[[ INPUT DATA open ]]
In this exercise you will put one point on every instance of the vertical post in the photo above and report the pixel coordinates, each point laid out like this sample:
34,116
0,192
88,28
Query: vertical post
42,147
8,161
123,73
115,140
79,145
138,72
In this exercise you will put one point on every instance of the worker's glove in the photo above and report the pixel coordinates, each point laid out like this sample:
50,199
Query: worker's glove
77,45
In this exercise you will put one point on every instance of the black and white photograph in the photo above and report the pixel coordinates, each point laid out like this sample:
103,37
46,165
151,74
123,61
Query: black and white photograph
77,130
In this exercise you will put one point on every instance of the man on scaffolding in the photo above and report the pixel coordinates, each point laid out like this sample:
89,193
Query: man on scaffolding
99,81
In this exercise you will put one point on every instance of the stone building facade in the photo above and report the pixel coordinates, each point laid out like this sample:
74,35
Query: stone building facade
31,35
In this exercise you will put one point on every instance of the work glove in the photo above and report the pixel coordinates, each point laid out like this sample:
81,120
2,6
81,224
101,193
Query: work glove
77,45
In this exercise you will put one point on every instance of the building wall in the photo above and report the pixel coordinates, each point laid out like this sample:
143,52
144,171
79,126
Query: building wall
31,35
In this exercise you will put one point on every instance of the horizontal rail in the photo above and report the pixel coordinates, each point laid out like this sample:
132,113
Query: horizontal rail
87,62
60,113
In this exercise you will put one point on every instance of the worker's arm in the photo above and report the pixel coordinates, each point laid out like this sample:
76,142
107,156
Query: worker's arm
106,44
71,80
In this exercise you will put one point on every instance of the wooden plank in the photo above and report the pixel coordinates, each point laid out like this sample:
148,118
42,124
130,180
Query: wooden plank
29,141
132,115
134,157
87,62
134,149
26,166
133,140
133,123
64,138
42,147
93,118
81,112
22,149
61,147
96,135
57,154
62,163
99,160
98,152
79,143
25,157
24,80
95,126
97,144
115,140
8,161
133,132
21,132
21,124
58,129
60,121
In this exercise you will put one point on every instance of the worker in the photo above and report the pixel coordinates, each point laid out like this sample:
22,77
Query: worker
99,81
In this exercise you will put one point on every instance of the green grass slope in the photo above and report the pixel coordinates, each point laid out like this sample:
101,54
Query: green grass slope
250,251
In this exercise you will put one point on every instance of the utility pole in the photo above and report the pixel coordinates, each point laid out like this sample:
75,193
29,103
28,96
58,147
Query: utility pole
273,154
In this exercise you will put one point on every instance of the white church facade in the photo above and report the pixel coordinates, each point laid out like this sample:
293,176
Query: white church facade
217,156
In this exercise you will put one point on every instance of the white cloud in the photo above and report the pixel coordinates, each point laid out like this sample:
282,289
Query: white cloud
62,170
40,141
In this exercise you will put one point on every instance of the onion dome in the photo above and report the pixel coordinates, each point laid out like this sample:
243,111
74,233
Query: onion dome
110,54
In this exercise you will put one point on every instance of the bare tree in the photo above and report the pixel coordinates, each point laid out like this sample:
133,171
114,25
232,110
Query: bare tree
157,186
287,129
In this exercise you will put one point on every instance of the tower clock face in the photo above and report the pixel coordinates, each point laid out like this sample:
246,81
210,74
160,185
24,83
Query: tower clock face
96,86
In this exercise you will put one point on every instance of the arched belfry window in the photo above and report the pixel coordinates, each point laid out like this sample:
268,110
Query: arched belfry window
[[ INPUT DATA closed ]]
**REQUIREMENT:** Retype the material in full, character for character.

**PROBLEM SOLUTION:**
In this exercise you will put one point on every instance of the vertical post in the photo above and report the pixel coordinates, each point laid out like this sample:
34,116
0,192
88,28
Query: vertical post
42,147
8,161
123,73
115,140
79,145
138,72
In this exercise you will put one point on every instance of the worker's glove in the photo above and report the pixel coordinates, each point laid out like this sample:
50,199
Query: worker's glove
77,45
In this exercise you will put one point on every instance of the black and white photograph in the photo above and report the pixel coordinates, each point laid out like this sample:
103,37
46,165
151,74
123,61
Query: black and white photograph
77,130
In this exercise you will put one point on every instance of the man on scaffolding in the photo above and report the pixel coordinates, each point laid out like this sample:
89,193
Query: man on scaffolding
99,81
In this exercise you will put one point on every instance of the stone building facade in the photo above and report the pixel coordinates, each point laid out like this sample:
74,35
Query: stone building facade
31,35
In this exercise you will put one point on every instance of the work glove in the photo above and report the pixel coordinates, each point laid out like this sample:
81,120
2,6
81,224
101,193
Query: work glove
77,45
In this exercise you will put one point on every instance of the building wall in the photo above and report the pixel coordinates, each point laid out like this sample:
143,52
144,171
79,126
Query: building wall
31,35
In this exercise you will put one point on every instance of the horizontal rail in the photo above and report the pixel coordinates, each point laid out like this sample:
132,113
Query: horizontal rail
87,62
60,113
In this exercise you will put one point on every instance of the worker's arm in the photo above and report the pixel coordinates, each point laid out like this sample:
76,142
107,156
Query: worker's arm
106,44
71,80
In this exercise you will put one point on every instance of the wooden plank in the photo above and report the pixel coordinates, each point laid out like this sample:
148,118
42,124
130,180
Query: wooden plank
29,141
132,115
134,157
87,62
134,149
26,166
133,140
133,123
64,138
42,147
93,118
81,112
22,149
61,147
96,135
57,154
62,163
99,160
98,152
79,143
25,157
24,80
95,126
97,144
115,140
8,161
133,132
21,132
21,124
58,129
60,121
In this exercise you will put one point on every instance of the worker in the photo above and report the pixel coordinates, each point laid out like this sample:
22,77
Query: worker
99,81
In this exercise you will put one point on every instance of the green grass slope in the photo above and report the pixel coordinates, each point laid out like this sample:
101,54
Query: green grass slope
250,251
In this exercise you will put one point on every instance of the utility pole in the photo above and report the pixel coordinates, each point laid out like this sample:
75,193
29,103
28,96
58,147
Query: utility pole
273,154
In this exercise you will put one point on every instance of the white church facade in the photo above and report the pixel coordinates, each point laid out like this sample:
293,176
Query: white church facade
217,156
In this exercise you will put one point on every instance of the white cloud in the photo above and report the pixel coordinates, each point laid out like this sample:
282,289
Query: white cloud
62,170
40,141
In this exercise you will put one point on every instance of the onion dome in the photo above and report the pixel coordinates, each point laid out like this sample:
243,111
74,233
Query: onion dome
110,54
In this exercise you will put one point on every instance of the bare tree in the photo above and report the pixel coordinates, each point laid out like this sample:
133,171
114,25
232,110
Query: bare tree
157,186
287,129
In this exercise you will put one point on every instance of the tower clock face in the photo above and report the pixel coordinates, each point laid out like this sample:
246,81
210,74
160,185
24,83
Query: tower clock face
96,86
In this exercise you will put one point on every instance of the arched belfry window in the photo above and report the pixel coordinates, each point laid out like this sample:
268,110
Query: arched belfry window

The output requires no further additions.